When 52-year-old Arizona Little League District 10 umpire and Prescott Valley resident Mike Kincaid found out he was selected to go to Williamsport, Pa., and be a part of an umpiring crew in the 2010 Little League World Series, he couldn’t hold back the tears.

Umpire Mike Kincaid was selected by the Little League World Series Committee to be a part of the 2010 Little League World Series in Williamsport, Pa., come August. Kincaid is the head umpire in District 10, which includes towns like Sedona, Camp Verde, Cottonwood, Williams, Prescott and many more. Kincaid is a resident of Prescott Valley and has been umpiring for 26 years.“I was in the middle of the street just balling,” Kincaid said with a smile. “One of my neighbors came up to me and said, ‘Buddy, what’s wrong, everything OK?’ and I just told him don’t worry about it, I’ll tell you later.”

Eventually, Kincaid showed his neighbor along with many others close to him the official letter, giving proof he was going to the most prestigious amateur baseball tournament in the world.

*Data rows*
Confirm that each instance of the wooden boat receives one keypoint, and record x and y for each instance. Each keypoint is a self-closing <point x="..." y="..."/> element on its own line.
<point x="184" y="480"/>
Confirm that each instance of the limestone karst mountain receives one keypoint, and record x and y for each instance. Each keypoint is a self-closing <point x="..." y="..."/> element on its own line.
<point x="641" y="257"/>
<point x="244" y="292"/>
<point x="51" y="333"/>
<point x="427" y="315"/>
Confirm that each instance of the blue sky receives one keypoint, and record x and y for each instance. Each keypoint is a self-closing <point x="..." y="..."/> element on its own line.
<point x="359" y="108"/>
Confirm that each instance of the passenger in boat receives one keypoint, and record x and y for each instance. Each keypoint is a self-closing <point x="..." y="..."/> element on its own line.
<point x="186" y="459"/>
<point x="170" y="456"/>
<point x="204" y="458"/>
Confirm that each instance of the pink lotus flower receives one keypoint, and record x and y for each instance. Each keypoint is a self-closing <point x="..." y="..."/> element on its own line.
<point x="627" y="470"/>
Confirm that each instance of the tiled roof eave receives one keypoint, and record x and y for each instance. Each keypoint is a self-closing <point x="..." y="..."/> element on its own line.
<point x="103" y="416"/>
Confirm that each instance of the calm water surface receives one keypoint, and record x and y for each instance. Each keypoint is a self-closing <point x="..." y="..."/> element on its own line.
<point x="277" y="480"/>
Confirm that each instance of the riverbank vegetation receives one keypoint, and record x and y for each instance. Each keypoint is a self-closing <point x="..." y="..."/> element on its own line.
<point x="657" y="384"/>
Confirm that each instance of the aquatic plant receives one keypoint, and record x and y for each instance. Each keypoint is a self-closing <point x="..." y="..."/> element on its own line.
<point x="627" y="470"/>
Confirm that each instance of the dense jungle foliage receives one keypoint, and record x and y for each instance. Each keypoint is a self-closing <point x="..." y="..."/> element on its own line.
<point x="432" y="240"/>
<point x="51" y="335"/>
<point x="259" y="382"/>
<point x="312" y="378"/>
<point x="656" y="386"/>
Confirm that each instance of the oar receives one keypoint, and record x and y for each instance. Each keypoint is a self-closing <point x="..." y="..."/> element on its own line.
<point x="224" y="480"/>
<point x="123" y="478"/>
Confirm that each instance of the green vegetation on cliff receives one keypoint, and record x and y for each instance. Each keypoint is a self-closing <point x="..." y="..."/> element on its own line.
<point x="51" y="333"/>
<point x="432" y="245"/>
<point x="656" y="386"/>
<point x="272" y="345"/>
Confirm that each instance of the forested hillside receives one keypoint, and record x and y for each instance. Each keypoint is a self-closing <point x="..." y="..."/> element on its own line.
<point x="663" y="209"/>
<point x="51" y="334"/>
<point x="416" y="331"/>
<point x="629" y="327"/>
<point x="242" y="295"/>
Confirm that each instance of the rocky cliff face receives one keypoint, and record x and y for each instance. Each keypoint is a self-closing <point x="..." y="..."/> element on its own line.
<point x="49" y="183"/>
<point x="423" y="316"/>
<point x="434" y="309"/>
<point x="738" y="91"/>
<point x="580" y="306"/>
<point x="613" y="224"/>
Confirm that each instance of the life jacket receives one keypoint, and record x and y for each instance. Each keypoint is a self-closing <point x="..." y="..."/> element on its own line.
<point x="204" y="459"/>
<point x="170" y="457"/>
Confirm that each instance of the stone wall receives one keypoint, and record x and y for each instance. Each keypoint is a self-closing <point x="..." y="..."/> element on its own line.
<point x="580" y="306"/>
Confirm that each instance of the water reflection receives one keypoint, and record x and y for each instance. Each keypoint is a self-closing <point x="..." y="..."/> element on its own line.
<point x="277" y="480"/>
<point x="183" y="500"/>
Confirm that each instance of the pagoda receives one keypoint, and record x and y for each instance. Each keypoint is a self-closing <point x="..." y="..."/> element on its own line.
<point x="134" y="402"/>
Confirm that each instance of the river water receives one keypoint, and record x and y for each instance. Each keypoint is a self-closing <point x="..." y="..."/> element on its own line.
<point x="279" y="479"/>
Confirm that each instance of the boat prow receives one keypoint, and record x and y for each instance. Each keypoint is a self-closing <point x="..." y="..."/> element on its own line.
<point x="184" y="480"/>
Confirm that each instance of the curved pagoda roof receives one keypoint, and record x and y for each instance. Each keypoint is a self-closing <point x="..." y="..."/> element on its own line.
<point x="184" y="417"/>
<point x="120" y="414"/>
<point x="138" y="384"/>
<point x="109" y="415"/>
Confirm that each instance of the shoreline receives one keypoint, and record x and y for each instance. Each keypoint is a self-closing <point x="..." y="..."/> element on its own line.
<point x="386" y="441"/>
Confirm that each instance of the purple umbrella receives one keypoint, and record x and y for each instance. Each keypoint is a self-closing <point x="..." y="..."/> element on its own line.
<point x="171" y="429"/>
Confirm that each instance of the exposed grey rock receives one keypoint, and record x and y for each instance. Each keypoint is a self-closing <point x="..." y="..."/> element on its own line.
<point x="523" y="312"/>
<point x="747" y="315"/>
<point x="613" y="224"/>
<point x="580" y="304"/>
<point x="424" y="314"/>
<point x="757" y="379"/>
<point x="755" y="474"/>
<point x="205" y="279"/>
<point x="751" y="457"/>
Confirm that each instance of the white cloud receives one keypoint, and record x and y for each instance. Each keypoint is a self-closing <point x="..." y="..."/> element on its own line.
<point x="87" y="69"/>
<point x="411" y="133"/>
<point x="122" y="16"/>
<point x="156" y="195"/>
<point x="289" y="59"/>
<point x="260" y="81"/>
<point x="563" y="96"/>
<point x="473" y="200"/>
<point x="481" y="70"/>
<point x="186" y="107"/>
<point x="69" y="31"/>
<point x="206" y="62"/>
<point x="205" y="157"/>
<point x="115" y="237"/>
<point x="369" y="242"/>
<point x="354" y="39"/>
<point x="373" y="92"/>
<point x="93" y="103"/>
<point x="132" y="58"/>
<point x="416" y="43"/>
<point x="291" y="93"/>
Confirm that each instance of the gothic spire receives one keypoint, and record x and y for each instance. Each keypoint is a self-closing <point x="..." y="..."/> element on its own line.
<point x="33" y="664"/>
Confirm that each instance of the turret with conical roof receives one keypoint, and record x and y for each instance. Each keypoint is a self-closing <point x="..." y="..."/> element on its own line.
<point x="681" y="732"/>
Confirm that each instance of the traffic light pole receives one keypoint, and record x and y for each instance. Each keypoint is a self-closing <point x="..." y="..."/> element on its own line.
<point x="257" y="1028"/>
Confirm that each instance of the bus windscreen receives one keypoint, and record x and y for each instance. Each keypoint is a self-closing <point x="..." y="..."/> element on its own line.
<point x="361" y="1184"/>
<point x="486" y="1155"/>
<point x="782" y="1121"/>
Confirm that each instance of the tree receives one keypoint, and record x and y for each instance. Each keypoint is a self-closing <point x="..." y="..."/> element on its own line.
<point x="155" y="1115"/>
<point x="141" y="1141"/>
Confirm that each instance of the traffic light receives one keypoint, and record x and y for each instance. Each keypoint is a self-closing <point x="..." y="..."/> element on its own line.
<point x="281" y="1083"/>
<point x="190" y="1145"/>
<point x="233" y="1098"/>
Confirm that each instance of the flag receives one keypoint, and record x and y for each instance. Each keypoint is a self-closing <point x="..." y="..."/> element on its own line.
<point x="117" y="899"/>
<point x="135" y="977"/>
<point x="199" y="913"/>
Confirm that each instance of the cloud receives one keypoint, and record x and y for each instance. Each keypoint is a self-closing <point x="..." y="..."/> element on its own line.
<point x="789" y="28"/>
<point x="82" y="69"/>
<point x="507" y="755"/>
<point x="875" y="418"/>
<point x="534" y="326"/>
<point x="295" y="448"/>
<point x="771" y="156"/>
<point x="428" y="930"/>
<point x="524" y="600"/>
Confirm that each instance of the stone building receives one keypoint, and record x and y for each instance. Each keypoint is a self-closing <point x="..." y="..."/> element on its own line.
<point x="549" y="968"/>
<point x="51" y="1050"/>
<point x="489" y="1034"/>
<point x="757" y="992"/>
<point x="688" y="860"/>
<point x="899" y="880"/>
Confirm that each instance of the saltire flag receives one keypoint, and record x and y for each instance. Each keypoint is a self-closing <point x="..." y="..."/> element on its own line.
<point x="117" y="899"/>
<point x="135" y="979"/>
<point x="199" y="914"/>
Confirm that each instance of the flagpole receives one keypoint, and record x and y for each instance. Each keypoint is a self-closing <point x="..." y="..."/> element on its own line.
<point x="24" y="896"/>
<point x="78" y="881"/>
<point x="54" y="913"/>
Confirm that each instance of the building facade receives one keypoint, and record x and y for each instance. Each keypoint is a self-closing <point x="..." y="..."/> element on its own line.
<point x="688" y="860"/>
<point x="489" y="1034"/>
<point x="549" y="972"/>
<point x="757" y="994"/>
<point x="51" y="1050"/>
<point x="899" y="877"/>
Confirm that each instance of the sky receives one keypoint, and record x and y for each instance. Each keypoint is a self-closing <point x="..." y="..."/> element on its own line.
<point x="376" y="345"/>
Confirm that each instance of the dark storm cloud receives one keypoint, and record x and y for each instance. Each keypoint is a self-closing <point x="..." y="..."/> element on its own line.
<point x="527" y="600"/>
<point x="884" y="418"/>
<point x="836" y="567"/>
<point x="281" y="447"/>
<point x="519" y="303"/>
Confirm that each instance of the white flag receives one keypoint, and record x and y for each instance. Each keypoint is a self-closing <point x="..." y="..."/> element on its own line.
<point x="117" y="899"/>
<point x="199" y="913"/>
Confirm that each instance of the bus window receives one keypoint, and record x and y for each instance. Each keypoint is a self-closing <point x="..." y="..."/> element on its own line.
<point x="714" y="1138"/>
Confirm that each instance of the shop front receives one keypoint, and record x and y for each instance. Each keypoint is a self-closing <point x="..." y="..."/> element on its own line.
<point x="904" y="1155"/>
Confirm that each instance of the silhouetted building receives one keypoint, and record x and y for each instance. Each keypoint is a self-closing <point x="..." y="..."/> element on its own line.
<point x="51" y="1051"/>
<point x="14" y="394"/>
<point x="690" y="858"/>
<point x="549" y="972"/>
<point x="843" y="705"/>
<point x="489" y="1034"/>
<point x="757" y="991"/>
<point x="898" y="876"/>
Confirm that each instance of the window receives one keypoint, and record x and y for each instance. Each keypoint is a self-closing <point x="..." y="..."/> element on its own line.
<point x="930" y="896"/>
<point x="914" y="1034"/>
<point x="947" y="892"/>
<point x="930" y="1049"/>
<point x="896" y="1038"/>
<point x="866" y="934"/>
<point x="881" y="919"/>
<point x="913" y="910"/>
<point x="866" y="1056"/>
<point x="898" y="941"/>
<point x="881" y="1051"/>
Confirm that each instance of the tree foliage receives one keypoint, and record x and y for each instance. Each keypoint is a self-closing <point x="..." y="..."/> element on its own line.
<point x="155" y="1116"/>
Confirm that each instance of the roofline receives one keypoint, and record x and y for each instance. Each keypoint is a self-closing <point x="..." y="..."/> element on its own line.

*Request 1*
Reproduce word for word the stretch of the Mike Kincaid article from "When 52-year-old Arizona" through "back the tears.".
*Request 2*
According to the article about umpire Mike Kincaid, how long has he been umpiring?
*Request 3*
Carry on the news article about umpire Mike Kincaid's selection for the 2010 Little League World Series from the point where it ends.

*Response 1*
When 52-year-old Arizona Little League District 10 umpire and Prescott Valley resident Mike Kincaid found out he was selected to go to Williamsport, Pa., and be a part of an umpiring crew in the 2010 Little League World Series, he couldn’t hold back the tears.

*Response 2*
26 years.

*Response 3*
An umpire for almost five years in District 10, which includes towns like Sedona, Camp Verde, Cottonwood, Prescott, Prescott Valley, Chino Valley, Williams and Dewey-Humboldt, Kincaid was selected by the Little League World Series Committee and will join 17 other umpires from all over the world come Friday, Aug. 20, when the tournament is scheduled to get under way.

There are 10 umpires selected from the United States and eight from other countries around the world, making it a once-in-a-lifetime opportunity for Kincaid.

Kincaid worked a Western Regional back in 2002, a requirement that must be fulfilled before getting selected to work in the Little League World Series, making it eight years he had to wait before getting that letter.

“I’ve become what I used to despise,” Kincaid said with a loud laugh and an even bigger smile.

Kincaid went on to explain umpires weren’t always his favorite people but when someone challenged him to try it one day, he couldn’t resist.

“Someone told me, ‘All right big boy, you try it,’ and I did because if you double-dog dare me to do something, I usually will,” Kincaid continued, again letting out a big laugh.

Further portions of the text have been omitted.